== Check your understanding ==
• A. Transcribe the stretch of the article on plant-based diets for athletes from "This type of" through "impairing their performance?".
• B. In the article on plant-based diets for athletes, how long were the endurance athletes in the 1992 study investigated?
• C. Resume the article on plant-based diets for athletes from where it stops.

Plant-based diets can power athletes

Plant-based diets can power athletes

By Danielle Seiva

A plant-based diet is often confused with a vegetarian or vegan diet; but in contrast to those, the plant-based diet can be characterized in the following ways:

  • Focus on fruits, vegetables, whole grains, nuts, legumes, beans, seeds, and oils
  • Less focus on animal foods but does not prohibit eating these foods 

Choices are based on food mostly from plant sources – that’s it!

Plant-based diets can power athletes

This type of diet has become a major new trend, as a growing number of people are recognizing the health advantages and food companies have begun to roll out plant-based meat substitutes, for example. However, due to the higher demands, doubts remain about whether a plant-based diet can sustain the performance of highly trained athletes. 

Is it possible for trained athletes to adopt a plant-based diet without impairing their performance?

In a 1992 study of endurance performance, the physiological effects were investigated, comparing the performance of trained male athletes on an ovo-lacto-vegetarian diet to the performance of others on a mixed diet. Mixed diets included 15% of calories from protein, 27% from fats, and 58% from carbohydrates. The vegetarian diet included 14% of calories from protein, 28% from fats, and 58% from carbohydrates. Endurance athletes were investigated for 6 weeks, and the researchers found no significant difference in the performance of these athletes when compared to six weeks on a mixed or meat rich diet. There was only a small reduction in the total testosterone of athletes on a lacto-ovo vegetarian diet.

== Data excerpts ==
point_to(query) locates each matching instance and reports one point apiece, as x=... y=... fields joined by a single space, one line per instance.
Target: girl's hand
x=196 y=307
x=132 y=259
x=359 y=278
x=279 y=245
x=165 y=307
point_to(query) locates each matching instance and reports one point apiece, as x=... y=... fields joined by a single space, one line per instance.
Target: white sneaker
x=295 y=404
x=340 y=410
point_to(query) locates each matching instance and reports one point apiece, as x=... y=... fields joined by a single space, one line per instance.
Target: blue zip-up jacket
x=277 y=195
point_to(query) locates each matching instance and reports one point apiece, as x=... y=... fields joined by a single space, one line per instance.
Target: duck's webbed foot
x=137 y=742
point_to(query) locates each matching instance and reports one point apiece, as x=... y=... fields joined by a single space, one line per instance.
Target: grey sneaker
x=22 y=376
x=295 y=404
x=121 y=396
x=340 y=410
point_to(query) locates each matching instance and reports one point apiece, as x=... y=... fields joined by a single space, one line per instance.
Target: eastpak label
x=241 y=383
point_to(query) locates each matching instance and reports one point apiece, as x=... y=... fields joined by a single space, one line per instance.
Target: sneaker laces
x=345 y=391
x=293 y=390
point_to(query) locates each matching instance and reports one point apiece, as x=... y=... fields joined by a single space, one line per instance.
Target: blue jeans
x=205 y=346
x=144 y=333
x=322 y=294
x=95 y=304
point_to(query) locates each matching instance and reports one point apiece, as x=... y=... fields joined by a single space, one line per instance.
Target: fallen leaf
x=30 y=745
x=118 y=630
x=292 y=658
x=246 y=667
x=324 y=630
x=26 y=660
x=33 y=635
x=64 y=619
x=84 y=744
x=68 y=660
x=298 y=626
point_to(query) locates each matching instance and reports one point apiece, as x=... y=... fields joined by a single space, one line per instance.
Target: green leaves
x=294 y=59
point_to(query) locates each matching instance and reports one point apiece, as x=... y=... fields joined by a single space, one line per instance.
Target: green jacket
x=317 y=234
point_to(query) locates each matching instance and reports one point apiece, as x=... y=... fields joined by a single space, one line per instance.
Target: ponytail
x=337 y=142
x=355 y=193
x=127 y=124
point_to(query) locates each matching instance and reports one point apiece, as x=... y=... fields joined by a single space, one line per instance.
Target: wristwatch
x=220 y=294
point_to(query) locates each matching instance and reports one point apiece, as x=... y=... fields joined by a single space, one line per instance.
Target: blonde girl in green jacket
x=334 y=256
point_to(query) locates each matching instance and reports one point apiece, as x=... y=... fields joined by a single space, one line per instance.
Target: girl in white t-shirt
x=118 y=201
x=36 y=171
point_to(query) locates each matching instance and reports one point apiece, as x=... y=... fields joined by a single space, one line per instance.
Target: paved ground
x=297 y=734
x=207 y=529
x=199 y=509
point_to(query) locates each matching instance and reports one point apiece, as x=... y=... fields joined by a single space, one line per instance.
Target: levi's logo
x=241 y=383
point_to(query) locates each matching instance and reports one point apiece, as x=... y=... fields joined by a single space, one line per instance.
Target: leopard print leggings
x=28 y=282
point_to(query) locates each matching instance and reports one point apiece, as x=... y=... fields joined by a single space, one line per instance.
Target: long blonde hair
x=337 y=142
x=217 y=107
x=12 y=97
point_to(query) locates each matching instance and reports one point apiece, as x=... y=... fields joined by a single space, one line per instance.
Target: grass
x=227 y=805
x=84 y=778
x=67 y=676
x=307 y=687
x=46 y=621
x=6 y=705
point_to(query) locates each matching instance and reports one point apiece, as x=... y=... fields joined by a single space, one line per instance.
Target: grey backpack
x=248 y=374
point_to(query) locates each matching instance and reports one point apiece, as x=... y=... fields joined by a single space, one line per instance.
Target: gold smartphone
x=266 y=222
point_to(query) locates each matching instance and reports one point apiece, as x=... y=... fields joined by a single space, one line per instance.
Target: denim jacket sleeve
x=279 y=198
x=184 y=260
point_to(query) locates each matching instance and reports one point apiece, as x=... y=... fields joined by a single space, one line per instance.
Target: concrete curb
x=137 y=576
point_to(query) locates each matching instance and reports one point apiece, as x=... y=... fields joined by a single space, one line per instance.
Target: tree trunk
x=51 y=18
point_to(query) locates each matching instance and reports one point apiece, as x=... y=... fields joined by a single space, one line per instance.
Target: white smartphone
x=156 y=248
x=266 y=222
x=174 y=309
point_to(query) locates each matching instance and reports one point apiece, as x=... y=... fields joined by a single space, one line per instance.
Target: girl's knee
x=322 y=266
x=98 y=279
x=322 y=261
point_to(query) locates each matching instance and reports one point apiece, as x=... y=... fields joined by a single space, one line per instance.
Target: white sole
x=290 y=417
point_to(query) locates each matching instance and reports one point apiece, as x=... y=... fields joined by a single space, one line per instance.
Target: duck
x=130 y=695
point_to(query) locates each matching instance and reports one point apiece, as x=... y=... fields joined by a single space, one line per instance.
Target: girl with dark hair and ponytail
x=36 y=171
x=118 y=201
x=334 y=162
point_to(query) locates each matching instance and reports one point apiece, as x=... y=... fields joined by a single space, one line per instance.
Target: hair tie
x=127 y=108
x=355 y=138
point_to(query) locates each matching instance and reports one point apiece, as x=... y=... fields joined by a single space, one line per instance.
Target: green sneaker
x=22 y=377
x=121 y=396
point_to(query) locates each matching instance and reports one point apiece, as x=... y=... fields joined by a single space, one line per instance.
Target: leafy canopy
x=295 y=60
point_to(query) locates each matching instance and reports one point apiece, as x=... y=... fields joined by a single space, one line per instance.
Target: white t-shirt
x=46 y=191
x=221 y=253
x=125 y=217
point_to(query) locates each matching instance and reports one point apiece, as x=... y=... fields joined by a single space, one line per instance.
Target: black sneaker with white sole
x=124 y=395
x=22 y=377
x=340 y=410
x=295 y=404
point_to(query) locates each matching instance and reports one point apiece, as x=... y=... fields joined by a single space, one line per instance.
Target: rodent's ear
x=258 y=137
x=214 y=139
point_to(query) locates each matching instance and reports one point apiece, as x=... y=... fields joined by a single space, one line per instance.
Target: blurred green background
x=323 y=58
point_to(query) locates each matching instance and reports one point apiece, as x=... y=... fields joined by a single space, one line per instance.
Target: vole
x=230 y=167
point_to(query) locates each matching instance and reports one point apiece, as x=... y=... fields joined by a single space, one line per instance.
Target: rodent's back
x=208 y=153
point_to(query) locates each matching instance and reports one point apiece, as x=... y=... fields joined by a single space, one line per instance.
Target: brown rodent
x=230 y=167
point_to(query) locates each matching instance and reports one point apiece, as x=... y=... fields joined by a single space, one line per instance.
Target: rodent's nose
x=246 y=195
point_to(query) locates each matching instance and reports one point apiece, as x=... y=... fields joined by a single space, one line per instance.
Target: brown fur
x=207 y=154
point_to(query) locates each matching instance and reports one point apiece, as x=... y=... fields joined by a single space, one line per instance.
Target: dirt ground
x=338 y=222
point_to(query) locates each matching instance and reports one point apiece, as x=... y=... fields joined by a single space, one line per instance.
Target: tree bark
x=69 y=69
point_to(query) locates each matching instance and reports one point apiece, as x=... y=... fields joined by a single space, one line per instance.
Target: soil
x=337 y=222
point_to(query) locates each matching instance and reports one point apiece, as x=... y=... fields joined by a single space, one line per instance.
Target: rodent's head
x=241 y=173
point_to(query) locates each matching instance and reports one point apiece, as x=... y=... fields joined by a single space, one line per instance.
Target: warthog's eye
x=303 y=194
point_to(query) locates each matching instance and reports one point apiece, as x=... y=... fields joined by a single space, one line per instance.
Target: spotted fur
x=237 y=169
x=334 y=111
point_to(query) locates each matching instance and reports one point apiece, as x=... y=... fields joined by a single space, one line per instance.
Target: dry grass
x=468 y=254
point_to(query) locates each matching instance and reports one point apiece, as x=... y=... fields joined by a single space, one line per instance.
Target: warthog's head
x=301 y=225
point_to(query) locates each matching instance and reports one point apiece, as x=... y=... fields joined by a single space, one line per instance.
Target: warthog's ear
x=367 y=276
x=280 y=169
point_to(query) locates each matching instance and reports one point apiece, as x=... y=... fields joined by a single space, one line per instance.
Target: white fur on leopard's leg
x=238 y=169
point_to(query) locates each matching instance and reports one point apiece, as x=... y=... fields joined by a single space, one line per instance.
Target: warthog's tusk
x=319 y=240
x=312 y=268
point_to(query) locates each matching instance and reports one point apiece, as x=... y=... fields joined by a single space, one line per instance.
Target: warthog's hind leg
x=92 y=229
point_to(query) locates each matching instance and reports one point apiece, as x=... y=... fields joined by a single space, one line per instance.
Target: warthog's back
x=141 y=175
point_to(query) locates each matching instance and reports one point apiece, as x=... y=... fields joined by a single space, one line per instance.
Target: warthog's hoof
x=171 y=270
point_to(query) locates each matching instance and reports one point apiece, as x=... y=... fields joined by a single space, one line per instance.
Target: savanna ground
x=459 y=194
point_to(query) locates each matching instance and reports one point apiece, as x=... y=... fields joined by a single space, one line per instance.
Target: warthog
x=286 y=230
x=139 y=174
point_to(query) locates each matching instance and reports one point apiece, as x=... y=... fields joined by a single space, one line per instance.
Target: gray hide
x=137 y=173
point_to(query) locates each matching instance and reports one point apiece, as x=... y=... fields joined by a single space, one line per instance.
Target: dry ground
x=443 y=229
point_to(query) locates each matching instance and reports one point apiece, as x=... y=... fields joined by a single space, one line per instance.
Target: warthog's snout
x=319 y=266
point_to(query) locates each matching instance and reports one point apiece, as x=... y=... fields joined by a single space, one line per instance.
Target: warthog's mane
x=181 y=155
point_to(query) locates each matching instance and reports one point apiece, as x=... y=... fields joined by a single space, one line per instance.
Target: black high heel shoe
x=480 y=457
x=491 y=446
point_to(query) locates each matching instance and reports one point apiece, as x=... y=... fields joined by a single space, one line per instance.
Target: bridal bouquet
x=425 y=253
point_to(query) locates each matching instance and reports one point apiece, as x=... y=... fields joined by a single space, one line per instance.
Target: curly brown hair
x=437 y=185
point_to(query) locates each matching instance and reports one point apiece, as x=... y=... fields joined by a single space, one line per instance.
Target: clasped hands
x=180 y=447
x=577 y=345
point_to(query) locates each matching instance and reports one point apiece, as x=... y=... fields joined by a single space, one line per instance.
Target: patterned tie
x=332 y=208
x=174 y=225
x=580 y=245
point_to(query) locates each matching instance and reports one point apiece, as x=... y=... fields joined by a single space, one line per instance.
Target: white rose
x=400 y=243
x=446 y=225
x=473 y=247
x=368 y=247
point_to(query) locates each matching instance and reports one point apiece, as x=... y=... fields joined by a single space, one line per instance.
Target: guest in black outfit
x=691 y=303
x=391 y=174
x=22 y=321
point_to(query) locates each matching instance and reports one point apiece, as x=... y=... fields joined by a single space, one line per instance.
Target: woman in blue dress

== Task answers ==
• A.
This type of diet has become a major new trend, as a growing number of people are recognizing the health advantages and food companies have begun to roll out plant-based meat substitutes, for example. However, due to the higher demands, doubts remain about whether a plant-based diet can sustain the performance of highly trained athletes. 

Is it possible for trained athletes to adopt a plant-based diet without impairing their performance?

• B. 6 weeks.

• C.
More recently, a cross-sectional study compared the performance of vegetarian and omnivore athletes. This study included assessments of the peak torque for leg extensions, maximal oxygen uptake (VO2 max), and body composition of 70 male and female endurance athletes, 43 of which were omnivores while 27 were vegetarian. Both groups consumed a similar quantity of protein that was within the range recommended for endurance athletes. The peak torque and leg flexion comparison didn’t show a significant difference, and neither did the VO2 max in males. But for females, the VO2 max showed high values for the vegetarian group (53.0 ± 6.9 mL/kg/min) and the omnivore group (47.1 ± 8.6 mL/kg/min).

Vegetarians are thought to have lower plasmatic carnitine concentrations than omnivores because they ingest fewer carnitine precursors. However, in one study that aimed to assess plasmatic carnitine and the physical performance of male vegetarians under basal conditions and after L-carnitine supplementation, the researchers didn’t find differences between the groups. After L-carnitine supplementation, the total plasma carnitine significantly increased (31% in vegetarians, 24% in omnivores), thus normalizing the plasma carnitine in vegetarians.

Plant-based versus animal-based protein for athletes:

The efficacy of plant-derived proteins is a key concern for athletic performance. Rice protein supplementation can be effective in replacing whey protein isolate. A clinical, randomized, double-blind study lasting 8 weeks evaluated 24 men who underwent resistance exercises and a periodized training protocol, and it showed that 48 grams of rice protein can be equally comparable with whey protein results in the performance of exercises and improvement of body composition.

Can plant-based diets improve athletic performance?

In contrast to many studies showing that a vegetarian diet does not result in differences compared to other diet types, a 2019 study showed better physical performance in a 6-minute walking test by participants with a higher vegetable protein intake. However, the researchers don’t know if this result was associated with the high protein intake itself or was perhaps a consequence of the other properties of plant-based foods.

A 2019 review showed that the plant-based diet can improve cardiovascular health, which is extremely important for endurance athletes; and in addition to improving performance, the plant-based diet also speeds up recovery time due to the antioxidant effects of the diet.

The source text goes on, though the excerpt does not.